▶ Data under study:
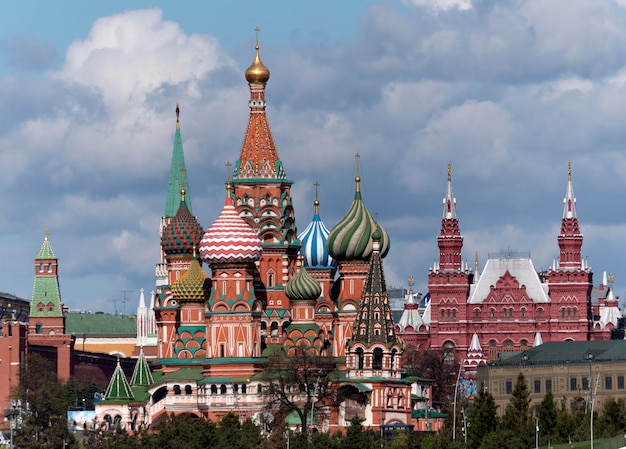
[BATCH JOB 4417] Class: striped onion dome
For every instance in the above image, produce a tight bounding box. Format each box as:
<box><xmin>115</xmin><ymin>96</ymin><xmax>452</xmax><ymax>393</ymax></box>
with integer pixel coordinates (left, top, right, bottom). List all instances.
<box><xmin>327</xmin><ymin>176</ymin><xmax>390</xmax><ymax>260</ymax></box>
<box><xmin>162</xmin><ymin>192</ymin><xmax>204</xmax><ymax>256</ymax></box>
<box><xmin>199</xmin><ymin>190</ymin><xmax>263</xmax><ymax>264</ymax></box>
<box><xmin>171</xmin><ymin>254</ymin><xmax>211</xmax><ymax>302</ymax></box>
<box><xmin>298</xmin><ymin>199</ymin><xmax>335</xmax><ymax>268</ymax></box>
<box><xmin>285</xmin><ymin>261</ymin><xmax>321</xmax><ymax>302</ymax></box>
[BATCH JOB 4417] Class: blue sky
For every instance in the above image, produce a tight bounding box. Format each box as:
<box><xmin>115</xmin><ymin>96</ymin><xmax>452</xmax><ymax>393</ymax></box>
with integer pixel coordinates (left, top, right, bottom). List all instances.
<box><xmin>1</xmin><ymin>0</ymin><xmax>626</xmax><ymax>314</ymax></box>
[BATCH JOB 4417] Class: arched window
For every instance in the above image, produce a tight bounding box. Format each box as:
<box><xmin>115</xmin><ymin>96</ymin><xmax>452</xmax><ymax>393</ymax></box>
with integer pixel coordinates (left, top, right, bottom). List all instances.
<box><xmin>233</xmin><ymin>384</ymin><xmax>239</xmax><ymax>394</ymax></box>
<box><xmin>36</xmin><ymin>323</ymin><xmax>43</xmax><ymax>334</ymax></box>
<box><xmin>220</xmin><ymin>385</ymin><xmax>227</xmax><ymax>394</ymax></box>
<box><xmin>373</xmin><ymin>348</ymin><xmax>383</xmax><ymax>370</ymax></box>
<box><xmin>503</xmin><ymin>340</ymin><xmax>514</xmax><ymax>352</ymax></box>
<box><xmin>474</xmin><ymin>309</ymin><xmax>480</xmax><ymax>321</ymax></box>
<box><xmin>356</xmin><ymin>348</ymin><xmax>364</xmax><ymax>370</ymax></box>
<box><xmin>210</xmin><ymin>385</ymin><xmax>217</xmax><ymax>395</ymax></box>
<box><xmin>173</xmin><ymin>385</ymin><xmax>181</xmax><ymax>395</ymax></box>
<box><xmin>444</xmin><ymin>341</ymin><xmax>455</xmax><ymax>365</ymax></box>
<box><xmin>185</xmin><ymin>385</ymin><xmax>192</xmax><ymax>395</ymax></box>
<box><xmin>489</xmin><ymin>341</ymin><xmax>497</xmax><ymax>361</ymax></box>
<box><xmin>242</xmin><ymin>384</ymin><xmax>247</xmax><ymax>394</ymax></box>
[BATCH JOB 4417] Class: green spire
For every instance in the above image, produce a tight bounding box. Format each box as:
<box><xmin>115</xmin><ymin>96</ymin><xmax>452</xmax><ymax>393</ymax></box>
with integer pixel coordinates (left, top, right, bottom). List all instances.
<box><xmin>105</xmin><ymin>358</ymin><xmax>134</xmax><ymax>401</ymax></box>
<box><xmin>30</xmin><ymin>232</ymin><xmax>63</xmax><ymax>318</ymax></box>
<box><xmin>130</xmin><ymin>348</ymin><xmax>154</xmax><ymax>386</ymax></box>
<box><xmin>37</xmin><ymin>231</ymin><xmax>56</xmax><ymax>259</ymax></box>
<box><xmin>164</xmin><ymin>104</ymin><xmax>192</xmax><ymax>217</ymax></box>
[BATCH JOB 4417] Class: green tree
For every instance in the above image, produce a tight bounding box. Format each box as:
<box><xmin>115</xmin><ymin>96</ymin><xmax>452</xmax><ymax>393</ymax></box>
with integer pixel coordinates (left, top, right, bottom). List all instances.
<box><xmin>13</xmin><ymin>354</ymin><xmax>77</xmax><ymax>449</ymax></box>
<box><xmin>402</xmin><ymin>346</ymin><xmax>460</xmax><ymax>410</ymax></box>
<box><xmin>478</xmin><ymin>429</ymin><xmax>525</xmax><ymax>449</ymax></box>
<box><xmin>141</xmin><ymin>413</ymin><xmax>218</xmax><ymax>449</ymax></box>
<box><xmin>340</xmin><ymin>416</ymin><xmax>378</xmax><ymax>449</ymax></box>
<box><xmin>554</xmin><ymin>397</ymin><xmax>576</xmax><ymax>443</ymax></box>
<box><xmin>260</xmin><ymin>344</ymin><xmax>337</xmax><ymax>435</ymax></box>
<box><xmin>538</xmin><ymin>390</ymin><xmax>557</xmax><ymax>444</ymax></box>
<box><xmin>500</xmin><ymin>373</ymin><xmax>532</xmax><ymax>447</ymax></box>
<box><xmin>596</xmin><ymin>397</ymin><xmax>626</xmax><ymax>438</ymax></box>
<box><xmin>466</xmin><ymin>388</ymin><xmax>498</xmax><ymax>449</ymax></box>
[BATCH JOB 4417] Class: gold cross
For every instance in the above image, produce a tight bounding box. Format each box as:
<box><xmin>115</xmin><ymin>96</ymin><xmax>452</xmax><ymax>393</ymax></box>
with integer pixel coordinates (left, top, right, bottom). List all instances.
<box><xmin>355</xmin><ymin>152</ymin><xmax>360</xmax><ymax>177</ymax></box>
<box><xmin>225</xmin><ymin>161</ymin><xmax>232</xmax><ymax>182</ymax></box>
<box><xmin>254</xmin><ymin>27</ymin><xmax>260</xmax><ymax>46</ymax></box>
<box><xmin>314</xmin><ymin>181</ymin><xmax>320</xmax><ymax>200</ymax></box>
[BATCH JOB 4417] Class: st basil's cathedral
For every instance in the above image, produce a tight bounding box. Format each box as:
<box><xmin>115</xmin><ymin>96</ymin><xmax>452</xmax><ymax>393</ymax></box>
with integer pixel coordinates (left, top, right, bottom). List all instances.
<box><xmin>62</xmin><ymin>37</ymin><xmax>619</xmax><ymax>432</ymax></box>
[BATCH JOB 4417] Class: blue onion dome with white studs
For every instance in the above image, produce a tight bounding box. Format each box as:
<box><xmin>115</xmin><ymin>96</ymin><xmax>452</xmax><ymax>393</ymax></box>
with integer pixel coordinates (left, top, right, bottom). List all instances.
<box><xmin>285</xmin><ymin>257</ymin><xmax>322</xmax><ymax>301</ymax></box>
<box><xmin>298</xmin><ymin>198</ymin><xmax>335</xmax><ymax>268</ymax></box>
<box><xmin>161</xmin><ymin>189</ymin><xmax>204</xmax><ymax>256</ymax></box>
<box><xmin>327</xmin><ymin>175</ymin><xmax>390</xmax><ymax>260</ymax></box>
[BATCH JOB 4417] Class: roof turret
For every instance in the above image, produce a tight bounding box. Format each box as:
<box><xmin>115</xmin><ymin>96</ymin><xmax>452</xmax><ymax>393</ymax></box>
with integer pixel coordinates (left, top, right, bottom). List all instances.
<box><xmin>161</xmin><ymin>187</ymin><xmax>204</xmax><ymax>256</ymax></box>
<box><xmin>285</xmin><ymin>258</ymin><xmax>322</xmax><ymax>302</ymax></box>
<box><xmin>165</xmin><ymin>104</ymin><xmax>192</xmax><ymax>217</ymax></box>
<box><xmin>199</xmin><ymin>185</ymin><xmax>263</xmax><ymax>264</ymax></box>
<box><xmin>327</xmin><ymin>159</ymin><xmax>390</xmax><ymax>260</ymax></box>
<box><xmin>298</xmin><ymin>184</ymin><xmax>335</xmax><ymax>267</ymax></box>
<box><xmin>104</xmin><ymin>357</ymin><xmax>133</xmax><ymax>401</ymax></box>
<box><xmin>130</xmin><ymin>347</ymin><xmax>154</xmax><ymax>386</ymax></box>
<box><xmin>171</xmin><ymin>251</ymin><xmax>211</xmax><ymax>302</ymax></box>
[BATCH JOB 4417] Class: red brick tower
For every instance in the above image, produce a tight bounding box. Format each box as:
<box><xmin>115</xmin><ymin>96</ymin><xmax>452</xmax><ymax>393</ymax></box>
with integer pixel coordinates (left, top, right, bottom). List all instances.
<box><xmin>428</xmin><ymin>164</ymin><xmax>472</xmax><ymax>356</ymax></box>
<box><xmin>231</xmin><ymin>37</ymin><xmax>299</xmax><ymax>343</ymax></box>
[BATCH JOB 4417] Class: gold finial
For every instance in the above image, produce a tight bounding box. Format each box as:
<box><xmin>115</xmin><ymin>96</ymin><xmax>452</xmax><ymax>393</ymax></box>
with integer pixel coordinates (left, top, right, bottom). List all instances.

▶ Assignment: Tally the lines above that contain the word "blue", and reply with only the number.

▶ Answer for this exercise: 2